Copy the passage below on the Treasury's currency Monitoring List word for word, in full.

## Selected extract
********
The Department of Treasury said in its biannual report to the Congress that China, Japan, Korea, Germany, Malaysia, Singapore, and Taiwan are part of the current Monitoring List.

The report states that China’s failure to publish foreign exchange intervention and broader lack of transparency around key features of its exchange rate mechanism make it an outlier among major economies and warrants Treasury’s close monitoring.

The move came on a day Secretary of the Treasury Janet Yellen visited India and held talks with Finance Minister Nirmala Sitharaman.

The Treasury has established a Monitoring List of “major trading partners that merit close attention to their currency practices and macroeconomic policies”.

The US Treasury Department lists a trading partner on the watchlist if that so-called country had intervened in the currency market by higher levels than 2 per cent of its GDP over a 12-month period, and had a current account surplus of 2 per cent of GDP and a trade surplus with the US.
********
## Supplied records
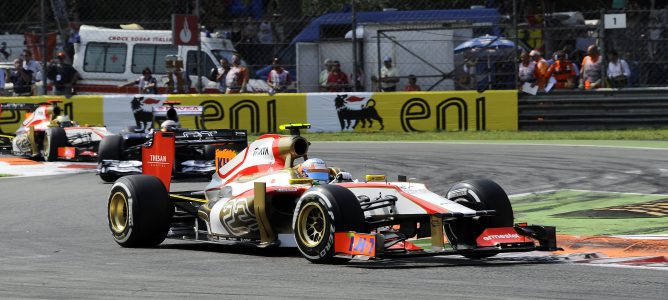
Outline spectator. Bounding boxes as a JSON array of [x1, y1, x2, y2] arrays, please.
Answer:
[[606, 50, 631, 88], [167, 61, 190, 94], [545, 50, 577, 89], [404, 74, 422, 92], [230, 19, 242, 46], [21, 49, 42, 83], [267, 57, 292, 93], [624, 51, 640, 87], [457, 52, 478, 90], [46, 52, 79, 98], [518, 51, 536, 88], [0, 63, 7, 92], [257, 22, 274, 44], [215, 58, 230, 94], [318, 58, 332, 92], [119, 68, 158, 94], [0, 42, 12, 60], [327, 60, 350, 92], [371, 56, 399, 92], [529, 50, 548, 91], [9, 58, 33, 96], [65, 23, 81, 58], [225, 54, 249, 94], [580, 45, 603, 90], [350, 66, 364, 92]]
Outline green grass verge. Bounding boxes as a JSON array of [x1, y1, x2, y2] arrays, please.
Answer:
[[249, 129, 668, 141], [510, 190, 668, 235]]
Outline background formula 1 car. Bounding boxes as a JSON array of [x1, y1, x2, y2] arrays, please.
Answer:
[[0, 100, 111, 161], [108, 125, 558, 263], [97, 101, 248, 182]]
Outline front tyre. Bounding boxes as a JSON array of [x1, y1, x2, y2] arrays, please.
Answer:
[[292, 185, 365, 263], [107, 175, 174, 248]]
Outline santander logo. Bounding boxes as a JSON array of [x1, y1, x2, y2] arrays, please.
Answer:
[[179, 18, 193, 43], [482, 233, 520, 241], [149, 154, 167, 164]]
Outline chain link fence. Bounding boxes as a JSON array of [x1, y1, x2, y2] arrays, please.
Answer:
[[0, 0, 668, 92]]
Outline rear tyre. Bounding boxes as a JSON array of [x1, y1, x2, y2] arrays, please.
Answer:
[[292, 185, 366, 263], [107, 175, 174, 248], [42, 127, 68, 161], [97, 134, 123, 182], [445, 179, 514, 258]]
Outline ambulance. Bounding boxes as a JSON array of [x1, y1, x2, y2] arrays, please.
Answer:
[[72, 25, 270, 94]]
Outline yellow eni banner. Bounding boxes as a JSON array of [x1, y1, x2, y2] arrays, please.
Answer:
[[167, 94, 306, 132], [104, 94, 306, 133], [0, 96, 104, 134], [307, 90, 518, 132]]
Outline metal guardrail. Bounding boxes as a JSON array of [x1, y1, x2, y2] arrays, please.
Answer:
[[518, 88, 668, 130]]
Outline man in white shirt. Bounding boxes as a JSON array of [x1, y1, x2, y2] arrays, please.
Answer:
[[318, 58, 333, 92], [0, 68, 7, 92], [21, 49, 42, 83], [607, 50, 631, 88], [371, 56, 399, 92]]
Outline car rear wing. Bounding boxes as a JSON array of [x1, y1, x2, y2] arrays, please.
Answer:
[[153, 105, 204, 118], [0, 103, 44, 113], [175, 129, 248, 144], [142, 129, 248, 191]]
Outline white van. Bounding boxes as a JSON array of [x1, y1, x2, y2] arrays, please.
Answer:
[[72, 25, 269, 94]]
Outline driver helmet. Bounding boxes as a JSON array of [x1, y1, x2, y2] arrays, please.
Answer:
[[299, 158, 329, 184], [56, 116, 74, 127], [160, 120, 180, 131]]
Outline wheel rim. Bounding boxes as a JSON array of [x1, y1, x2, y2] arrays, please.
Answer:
[[297, 202, 326, 247], [109, 192, 128, 233]]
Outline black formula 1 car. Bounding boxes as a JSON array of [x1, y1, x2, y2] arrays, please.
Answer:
[[0, 100, 111, 161], [107, 124, 559, 263], [97, 101, 248, 182]]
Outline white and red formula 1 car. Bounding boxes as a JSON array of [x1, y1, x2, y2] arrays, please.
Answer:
[[108, 124, 558, 263], [0, 100, 111, 161]]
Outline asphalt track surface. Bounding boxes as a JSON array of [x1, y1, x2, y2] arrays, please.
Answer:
[[0, 143, 668, 299]]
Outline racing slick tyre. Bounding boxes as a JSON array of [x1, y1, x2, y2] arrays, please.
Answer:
[[42, 127, 67, 161], [107, 175, 174, 248], [292, 185, 366, 263], [97, 134, 123, 182], [445, 179, 514, 258]]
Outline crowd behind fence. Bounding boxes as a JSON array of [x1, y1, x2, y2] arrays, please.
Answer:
[[0, 0, 668, 92]]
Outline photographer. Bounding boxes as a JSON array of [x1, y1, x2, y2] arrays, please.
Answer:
[[46, 52, 79, 98]]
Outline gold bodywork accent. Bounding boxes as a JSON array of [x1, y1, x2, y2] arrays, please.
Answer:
[[278, 123, 311, 130], [290, 178, 313, 185], [364, 175, 387, 182], [169, 194, 208, 203], [429, 216, 444, 251], [109, 192, 129, 234], [295, 202, 326, 247], [28, 126, 38, 155], [253, 182, 276, 243]]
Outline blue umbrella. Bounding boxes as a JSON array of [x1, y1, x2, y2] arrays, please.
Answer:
[[454, 35, 515, 89]]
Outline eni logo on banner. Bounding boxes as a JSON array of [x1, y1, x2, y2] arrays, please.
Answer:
[[401, 97, 487, 131], [172, 14, 199, 46]]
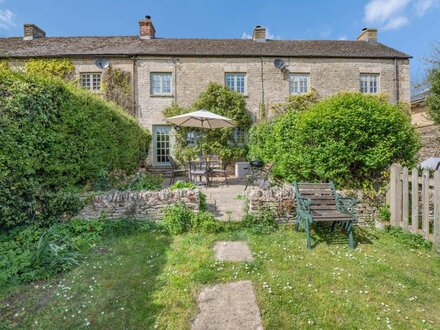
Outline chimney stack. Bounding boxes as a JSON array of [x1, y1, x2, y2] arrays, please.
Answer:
[[23, 24, 46, 40], [357, 28, 377, 42], [139, 15, 156, 39], [252, 25, 266, 42]]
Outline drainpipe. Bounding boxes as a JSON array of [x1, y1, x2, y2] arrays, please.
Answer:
[[260, 57, 266, 118], [394, 57, 400, 104], [171, 58, 179, 103], [131, 56, 137, 118]]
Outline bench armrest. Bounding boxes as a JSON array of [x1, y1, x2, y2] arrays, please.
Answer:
[[336, 194, 357, 216], [296, 196, 312, 213]]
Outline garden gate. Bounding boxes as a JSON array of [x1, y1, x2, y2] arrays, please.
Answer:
[[390, 164, 440, 245]]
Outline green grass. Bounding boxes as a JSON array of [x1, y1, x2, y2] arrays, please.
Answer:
[[0, 226, 440, 329]]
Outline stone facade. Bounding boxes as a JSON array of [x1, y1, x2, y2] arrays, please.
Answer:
[[246, 185, 379, 225], [75, 189, 200, 221], [65, 57, 410, 168]]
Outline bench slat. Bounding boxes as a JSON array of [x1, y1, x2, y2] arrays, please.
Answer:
[[297, 183, 332, 189]]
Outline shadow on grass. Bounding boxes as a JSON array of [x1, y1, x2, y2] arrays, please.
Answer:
[[311, 222, 377, 248]]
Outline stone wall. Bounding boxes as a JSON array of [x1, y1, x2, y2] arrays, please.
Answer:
[[246, 185, 379, 224], [75, 189, 200, 220]]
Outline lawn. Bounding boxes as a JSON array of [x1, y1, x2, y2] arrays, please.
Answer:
[[0, 226, 440, 329]]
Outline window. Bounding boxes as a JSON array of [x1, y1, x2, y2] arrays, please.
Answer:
[[359, 73, 379, 94], [225, 73, 246, 94], [80, 72, 101, 91], [230, 127, 247, 146], [150, 72, 172, 95], [289, 73, 310, 94], [186, 131, 199, 147]]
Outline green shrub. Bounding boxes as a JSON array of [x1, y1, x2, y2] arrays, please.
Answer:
[[0, 220, 104, 287], [191, 211, 222, 233], [427, 67, 440, 124], [0, 71, 151, 227], [163, 203, 193, 235], [0, 220, 159, 289], [242, 211, 279, 234], [387, 227, 432, 250], [249, 93, 420, 188], [162, 82, 251, 162], [25, 58, 75, 80], [168, 180, 197, 191]]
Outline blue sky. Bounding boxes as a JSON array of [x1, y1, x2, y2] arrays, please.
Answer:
[[0, 0, 440, 91]]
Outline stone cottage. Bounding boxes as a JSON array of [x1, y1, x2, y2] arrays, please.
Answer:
[[0, 16, 410, 167]]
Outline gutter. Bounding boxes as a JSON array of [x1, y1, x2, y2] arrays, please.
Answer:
[[131, 55, 138, 118], [394, 57, 400, 104]]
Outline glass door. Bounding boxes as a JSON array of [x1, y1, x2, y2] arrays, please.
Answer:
[[153, 126, 171, 166]]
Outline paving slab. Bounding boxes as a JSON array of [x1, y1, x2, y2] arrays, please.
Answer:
[[214, 241, 254, 261], [191, 281, 263, 330]]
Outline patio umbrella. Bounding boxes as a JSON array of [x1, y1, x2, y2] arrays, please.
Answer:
[[165, 109, 235, 128]]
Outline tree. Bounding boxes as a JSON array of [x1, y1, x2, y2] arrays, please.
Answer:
[[426, 65, 440, 124]]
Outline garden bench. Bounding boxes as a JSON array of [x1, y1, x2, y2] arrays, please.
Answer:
[[294, 182, 357, 249]]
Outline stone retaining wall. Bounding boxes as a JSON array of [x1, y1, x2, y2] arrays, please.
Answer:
[[75, 189, 200, 220], [246, 185, 379, 223]]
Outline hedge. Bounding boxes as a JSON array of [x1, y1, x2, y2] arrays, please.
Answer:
[[249, 93, 420, 188], [0, 71, 151, 227]]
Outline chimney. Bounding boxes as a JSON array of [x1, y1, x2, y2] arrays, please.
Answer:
[[139, 15, 156, 39], [252, 25, 266, 42], [357, 28, 377, 42], [23, 24, 46, 40]]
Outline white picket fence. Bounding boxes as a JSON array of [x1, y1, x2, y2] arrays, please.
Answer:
[[390, 164, 440, 244]]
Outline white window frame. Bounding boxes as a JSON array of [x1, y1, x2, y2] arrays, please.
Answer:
[[359, 73, 380, 94], [230, 127, 248, 147], [225, 72, 247, 95], [289, 72, 310, 95], [150, 72, 173, 96], [79, 72, 102, 92]]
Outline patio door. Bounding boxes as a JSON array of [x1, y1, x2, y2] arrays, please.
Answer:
[[153, 125, 171, 166]]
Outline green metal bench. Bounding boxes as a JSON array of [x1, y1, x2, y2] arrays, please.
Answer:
[[294, 182, 357, 249]]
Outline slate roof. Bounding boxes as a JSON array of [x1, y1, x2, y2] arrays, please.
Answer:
[[411, 88, 431, 103], [0, 36, 410, 58]]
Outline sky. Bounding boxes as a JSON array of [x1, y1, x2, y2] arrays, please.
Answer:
[[0, 0, 440, 92]]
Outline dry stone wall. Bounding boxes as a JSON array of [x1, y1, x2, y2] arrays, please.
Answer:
[[246, 185, 379, 224], [75, 189, 200, 221]]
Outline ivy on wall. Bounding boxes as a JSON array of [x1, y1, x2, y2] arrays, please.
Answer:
[[102, 66, 135, 116], [25, 58, 75, 80], [162, 82, 251, 161]]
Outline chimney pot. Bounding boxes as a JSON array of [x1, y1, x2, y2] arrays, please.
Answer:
[[23, 24, 46, 40], [252, 25, 266, 42], [356, 28, 377, 42], [139, 15, 156, 39]]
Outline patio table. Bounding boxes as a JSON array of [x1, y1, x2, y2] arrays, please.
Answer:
[[188, 160, 220, 186]]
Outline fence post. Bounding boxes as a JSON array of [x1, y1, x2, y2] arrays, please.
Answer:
[[433, 171, 440, 248], [390, 164, 400, 226], [401, 167, 409, 230], [422, 170, 429, 239], [411, 168, 419, 233]]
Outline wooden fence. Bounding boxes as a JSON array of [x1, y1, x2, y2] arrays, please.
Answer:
[[390, 164, 440, 244]]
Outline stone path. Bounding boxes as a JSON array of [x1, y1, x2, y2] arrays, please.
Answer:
[[191, 241, 263, 330], [202, 178, 246, 221], [214, 241, 254, 261], [191, 281, 263, 330]]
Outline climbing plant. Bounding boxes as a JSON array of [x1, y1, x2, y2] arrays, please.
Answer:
[[163, 82, 251, 160], [25, 58, 75, 80], [0, 60, 9, 71], [102, 66, 135, 116]]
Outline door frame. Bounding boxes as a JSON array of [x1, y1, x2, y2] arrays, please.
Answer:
[[152, 125, 173, 167]]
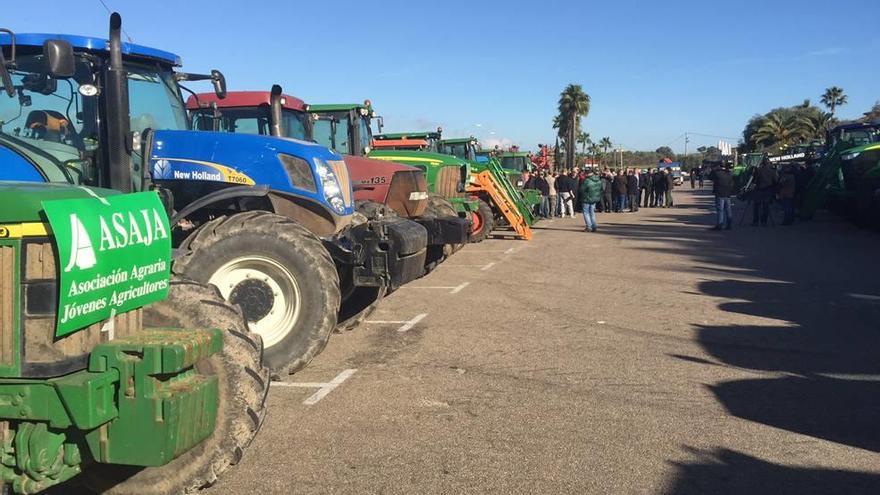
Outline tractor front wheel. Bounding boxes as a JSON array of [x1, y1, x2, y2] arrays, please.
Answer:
[[470, 199, 495, 242], [81, 278, 269, 495], [174, 211, 340, 377]]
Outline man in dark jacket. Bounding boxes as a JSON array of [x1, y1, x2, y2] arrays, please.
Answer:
[[710, 165, 733, 230], [641, 169, 654, 208], [602, 169, 614, 213], [663, 168, 675, 208], [614, 170, 627, 213], [654, 168, 666, 207], [752, 155, 779, 227], [626, 170, 639, 213], [579, 170, 603, 232]]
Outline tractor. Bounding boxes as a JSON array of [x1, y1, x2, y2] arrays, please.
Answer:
[[309, 104, 489, 244], [0, 13, 398, 377], [437, 136, 540, 226], [187, 85, 469, 280], [800, 122, 880, 223], [0, 184, 269, 495]]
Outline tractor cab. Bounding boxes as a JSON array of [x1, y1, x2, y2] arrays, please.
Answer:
[[437, 136, 479, 161]]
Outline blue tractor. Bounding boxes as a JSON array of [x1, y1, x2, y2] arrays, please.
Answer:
[[0, 14, 427, 377]]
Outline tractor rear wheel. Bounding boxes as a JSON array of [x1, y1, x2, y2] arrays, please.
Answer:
[[174, 211, 340, 378], [424, 193, 463, 275], [470, 199, 495, 242], [80, 278, 269, 495]]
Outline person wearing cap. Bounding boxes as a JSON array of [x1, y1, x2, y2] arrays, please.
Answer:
[[578, 170, 602, 232], [710, 165, 733, 230]]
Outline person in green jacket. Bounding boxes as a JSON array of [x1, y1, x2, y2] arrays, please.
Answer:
[[579, 170, 602, 232]]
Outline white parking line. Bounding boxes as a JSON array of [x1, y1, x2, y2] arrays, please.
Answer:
[[401, 282, 471, 294], [364, 313, 428, 333], [272, 368, 357, 406], [397, 313, 428, 333]]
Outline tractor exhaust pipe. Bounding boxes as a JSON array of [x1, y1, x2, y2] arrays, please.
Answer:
[[103, 12, 132, 192], [269, 84, 283, 137]]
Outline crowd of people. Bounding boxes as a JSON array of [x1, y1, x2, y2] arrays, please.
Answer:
[[523, 167, 675, 232]]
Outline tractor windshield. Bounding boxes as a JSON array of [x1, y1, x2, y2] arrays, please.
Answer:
[[313, 112, 351, 153], [193, 106, 309, 141], [0, 55, 100, 184]]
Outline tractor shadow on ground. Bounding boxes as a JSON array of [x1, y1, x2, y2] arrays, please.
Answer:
[[667, 448, 880, 495], [600, 191, 880, 493]]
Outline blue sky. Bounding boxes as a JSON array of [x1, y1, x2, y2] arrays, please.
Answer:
[[3, 0, 880, 151]]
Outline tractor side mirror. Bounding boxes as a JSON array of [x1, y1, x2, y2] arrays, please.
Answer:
[[211, 69, 226, 100], [43, 40, 76, 79]]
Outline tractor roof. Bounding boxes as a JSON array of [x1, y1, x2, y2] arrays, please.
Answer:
[[186, 91, 307, 111], [309, 103, 367, 112], [0, 33, 183, 66], [440, 136, 477, 144], [373, 131, 440, 140], [373, 139, 428, 149], [0, 181, 118, 223]]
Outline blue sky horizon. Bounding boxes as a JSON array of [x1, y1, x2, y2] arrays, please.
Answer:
[[8, 0, 880, 152]]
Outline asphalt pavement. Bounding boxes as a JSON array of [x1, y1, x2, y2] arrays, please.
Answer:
[[206, 185, 880, 494]]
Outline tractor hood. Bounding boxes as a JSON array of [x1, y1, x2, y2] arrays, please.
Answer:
[[369, 150, 468, 166], [0, 181, 119, 223], [148, 131, 354, 216]]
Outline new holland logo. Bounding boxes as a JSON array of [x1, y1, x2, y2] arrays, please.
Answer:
[[64, 213, 97, 273]]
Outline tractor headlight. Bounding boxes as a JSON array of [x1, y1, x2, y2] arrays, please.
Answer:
[[315, 158, 345, 215]]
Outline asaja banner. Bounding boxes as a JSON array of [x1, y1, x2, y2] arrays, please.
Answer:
[[43, 192, 171, 337]]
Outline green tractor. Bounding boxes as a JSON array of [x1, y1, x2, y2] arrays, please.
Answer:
[[437, 136, 540, 226], [801, 122, 880, 218], [0, 185, 269, 494], [309, 101, 489, 243]]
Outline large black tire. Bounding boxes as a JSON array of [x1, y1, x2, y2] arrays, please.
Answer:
[[422, 193, 463, 275], [173, 211, 340, 378], [80, 279, 269, 495], [470, 199, 495, 243]]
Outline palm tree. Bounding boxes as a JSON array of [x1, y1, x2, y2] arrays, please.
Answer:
[[822, 86, 847, 117], [558, 84, 590, 168]]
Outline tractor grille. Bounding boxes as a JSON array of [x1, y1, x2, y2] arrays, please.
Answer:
[[21, 241, 143, 377], [329, 160, 351, 206], [435, 165, 464, 198], [0, 246, 15, 366], [385, 170, 428, 218]]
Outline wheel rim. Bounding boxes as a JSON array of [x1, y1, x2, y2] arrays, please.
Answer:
[[208, 256, 302, 348], [471, 211, 484, 234]]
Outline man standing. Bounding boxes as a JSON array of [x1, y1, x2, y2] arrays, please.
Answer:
[[547, 172, 565, 217], [579, 170, 603, 232], [614, 170, 627, 213], [710, 164, 733, 230], [602, 168, 614, 213], [535, 172, 550, 218], [654, 168, 666, 208], [663, 168, 675, 208], [641, 169, 654, 208], [626, 170, 639, 213], [779, 165, 797, 225], [752, 155, 779, 227]]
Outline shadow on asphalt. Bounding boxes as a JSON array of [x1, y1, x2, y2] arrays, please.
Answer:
[[600, 191, 880, 493], [669, 448, 880, 495]]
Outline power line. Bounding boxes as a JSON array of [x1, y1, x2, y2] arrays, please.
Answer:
[[98, 0, 134, 43]]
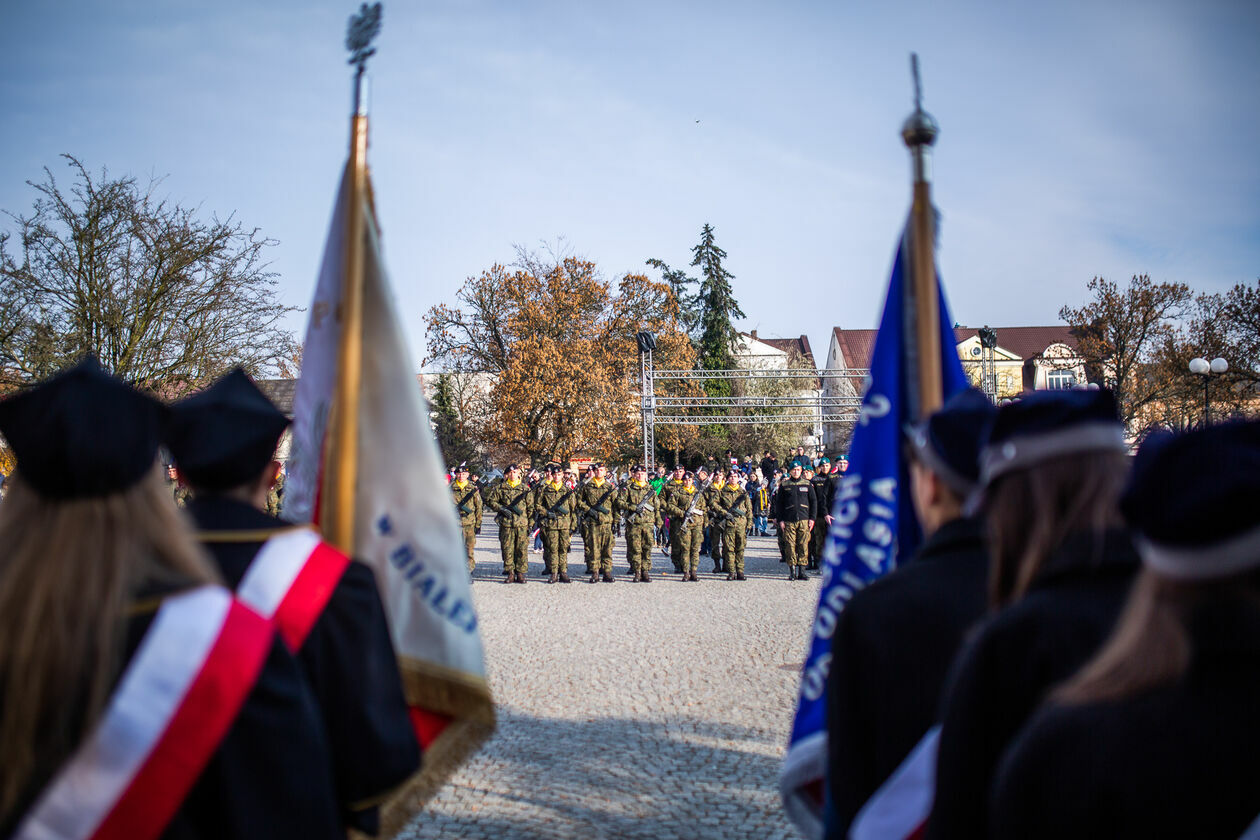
********
## Exercise result
The Department of Treasury said in its biannual report to the Congress that China, Japan, Korea, Germany, Malaysia, Singapore, and Taiwan are part of the current Monitoring List.

The report states that China’s failure to publish foreign exchange intervention and broader lack of transparency around key features of its exchange rate mechanism make it an outlier among major economies and warrants Treasury’s close monitoring.

The move came on a day Secretary of the Treasury Janet Yellen visited India and held talks with Finance Minister Nirmala Sitharaman.

The Treasury has established a Monitoring List of “major trading partners that merit close attention to their currency practices and macroeconomic policies”.

The US Treasury Department lists a trading partner on the watchlist if that so-called country had intervened in the currency market by higher levels than 2 per cent of its GDP over a 12-month period, and had a current account surplus of 2 per cent of GDP and a trade surplus with the US.